■ **Instruções do exercício**
Cada afirmação a seguir concorda com o texto sobre a arte e a cultura do meme? Responda sim ou não a cada uma e cite literalmente as palavras do texto que decidem a resposta. 1. A pintura rasgada na Galeria Uffizi é de 1712. 2. A cadeira de cristal de Nicola Bolla foi destruída na Galeria Uffizi. 3. A exposição deve ser reaberta ao público no dia 2 de julho.

■ **Texto de leitura**
○ ○ ○
Quando o clique vale mais que o quadro: a arte ferida pela cultura do meme
Redação Guia das Artes
Na última semana, o século XVIII perdeu — ainda que temporariamente — mais uma batalha para o século XXI.
Na prestigiada Galeria Uffizi, em Florença, uma pintura de 1712 foi rasgada após um visitante tropeçar e cair sobre a obra enquanto tentava “fazer um meme” imitando a pose do retratado. O quadro, um retrato de Ferdinando de Medici assinado por Anton Domenico Gabbiani, resistiu por mais de 300 anos — até ser vencido por uma foto mal calculada.
As imagens das câmeras de segurança, divulgadas pela imprensa italiana, mostram o homem se inclinando para trás diante da tela — tentativa claramente performática — antes de perder o equilíbrio e colidir com a obra. O dano: um rasgo visível, quase simbólico, no tecido da própria relação contemporânea com o patrimônio cultural.
A direção do museu não minimizou o ocorrido. Em comunicado à imprensa, Simone Verde, diretora da Galeria Uffizi, declarou:
“O problema dos visitantes que vêm aos museus para fazer memes ou selfies é galopante.”
A instituição agora considera impor novas regras de comportamento, estabelecendo limites mais rígidos para proteger o acervo do impulso exibicionista.
E o caso de Florença não foi isolado. Poucos dias antes, turistas em Verona destruíram uma cadeira de cristal do artista Nicola Bolla no Palazzo Maffei ao tentarem posar para uma foto com a obra.
“É o pior pesadelo de um museu”, lamentou Vanessa Carlon, diretora da instituição.
A busca por likes e viralizações vem transformando museus — antes templos de contemplação — em sets de gravação improvisados. Nesse novo palco, o gesto de se conectar com a arte é substituído pelo impulso de performar diante dela.
A pintura de Gabbiani está em restauração, e a exposição — com cerca de 150 obras do século XVIII, incluindo nomes como Goya, Tiepolo e Canaletto — deve ser reaberta ao público no dia 2 de julho. Mas a ferida simbólica permanece: quando o desejo de aparecer ultrapassa o desejo de compreender, quem sai machucada é a própria arte.
Talvez estejamos diante de uma nova urgência curatorial: proteger as obras não apenas do tempo, mas também do ego.
○ ○ ○
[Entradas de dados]
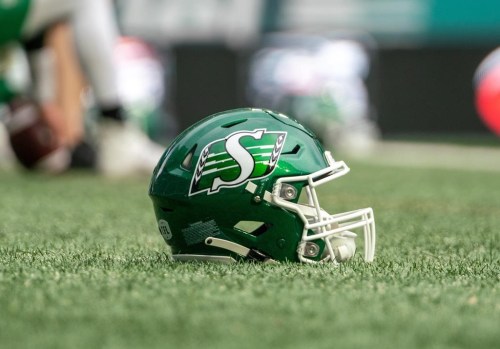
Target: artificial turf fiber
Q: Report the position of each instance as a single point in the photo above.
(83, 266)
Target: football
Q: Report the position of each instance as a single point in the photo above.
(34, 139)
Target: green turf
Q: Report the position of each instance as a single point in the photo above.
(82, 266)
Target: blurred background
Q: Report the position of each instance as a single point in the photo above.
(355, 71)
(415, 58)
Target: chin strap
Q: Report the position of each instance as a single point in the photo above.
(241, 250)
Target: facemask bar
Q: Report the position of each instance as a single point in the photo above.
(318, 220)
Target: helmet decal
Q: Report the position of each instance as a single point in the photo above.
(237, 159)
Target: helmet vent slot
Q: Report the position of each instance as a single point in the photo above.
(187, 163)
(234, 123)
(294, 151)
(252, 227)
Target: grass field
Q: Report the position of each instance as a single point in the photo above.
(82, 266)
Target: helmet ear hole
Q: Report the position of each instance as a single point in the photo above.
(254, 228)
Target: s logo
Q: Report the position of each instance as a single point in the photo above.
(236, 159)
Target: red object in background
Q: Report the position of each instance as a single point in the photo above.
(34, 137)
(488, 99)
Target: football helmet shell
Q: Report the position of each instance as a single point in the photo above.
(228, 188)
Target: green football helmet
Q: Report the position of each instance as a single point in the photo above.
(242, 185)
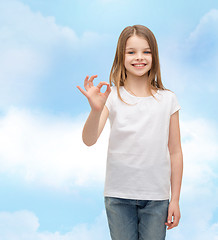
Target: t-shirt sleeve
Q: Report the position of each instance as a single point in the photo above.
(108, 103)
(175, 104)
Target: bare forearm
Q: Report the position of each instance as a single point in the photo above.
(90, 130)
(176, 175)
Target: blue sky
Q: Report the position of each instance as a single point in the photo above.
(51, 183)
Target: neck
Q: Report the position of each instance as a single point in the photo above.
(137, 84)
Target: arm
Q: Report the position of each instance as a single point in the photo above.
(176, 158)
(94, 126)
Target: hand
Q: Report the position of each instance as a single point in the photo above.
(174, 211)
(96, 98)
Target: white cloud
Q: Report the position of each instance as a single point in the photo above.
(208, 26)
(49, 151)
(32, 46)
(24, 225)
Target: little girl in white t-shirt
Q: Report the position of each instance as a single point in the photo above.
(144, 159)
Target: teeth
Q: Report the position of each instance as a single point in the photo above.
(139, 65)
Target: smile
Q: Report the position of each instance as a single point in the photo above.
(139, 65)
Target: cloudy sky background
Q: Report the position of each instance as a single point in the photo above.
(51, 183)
○ ○ ○
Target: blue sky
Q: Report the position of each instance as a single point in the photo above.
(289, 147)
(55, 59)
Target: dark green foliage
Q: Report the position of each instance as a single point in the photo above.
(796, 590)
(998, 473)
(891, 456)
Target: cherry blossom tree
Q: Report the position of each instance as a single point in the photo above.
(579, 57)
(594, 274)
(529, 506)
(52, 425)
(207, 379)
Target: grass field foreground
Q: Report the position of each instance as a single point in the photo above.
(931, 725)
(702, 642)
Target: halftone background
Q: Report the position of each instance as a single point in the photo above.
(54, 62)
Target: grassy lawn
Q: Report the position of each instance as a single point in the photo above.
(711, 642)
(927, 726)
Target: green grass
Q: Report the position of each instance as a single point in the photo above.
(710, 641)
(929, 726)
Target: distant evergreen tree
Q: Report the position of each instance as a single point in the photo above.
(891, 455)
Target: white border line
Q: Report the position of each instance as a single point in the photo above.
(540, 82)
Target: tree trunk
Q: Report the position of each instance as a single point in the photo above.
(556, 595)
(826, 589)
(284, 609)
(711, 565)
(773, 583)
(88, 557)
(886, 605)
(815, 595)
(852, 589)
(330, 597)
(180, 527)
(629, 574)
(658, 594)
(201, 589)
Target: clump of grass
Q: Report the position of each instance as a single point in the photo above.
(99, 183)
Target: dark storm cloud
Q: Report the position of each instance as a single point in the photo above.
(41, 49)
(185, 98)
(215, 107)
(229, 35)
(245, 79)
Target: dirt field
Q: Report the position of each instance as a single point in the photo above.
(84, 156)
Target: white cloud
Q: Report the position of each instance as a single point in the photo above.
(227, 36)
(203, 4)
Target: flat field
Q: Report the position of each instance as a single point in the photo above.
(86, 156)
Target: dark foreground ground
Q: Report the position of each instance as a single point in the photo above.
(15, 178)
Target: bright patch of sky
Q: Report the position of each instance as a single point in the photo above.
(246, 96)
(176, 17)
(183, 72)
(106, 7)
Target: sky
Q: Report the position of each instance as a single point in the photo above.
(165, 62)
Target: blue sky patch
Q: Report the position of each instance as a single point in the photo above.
○ ○ ○
■ **Resposta do exercício**
1. Sim: "uma pintura de 1712 foi rasgada".
2. Não: "destruíram uma cadeira de cristal do artista Nicola Bolla no Palazzo Maffei".
3. Sim: "deve ser reaberta ao público no dia 2 de julho".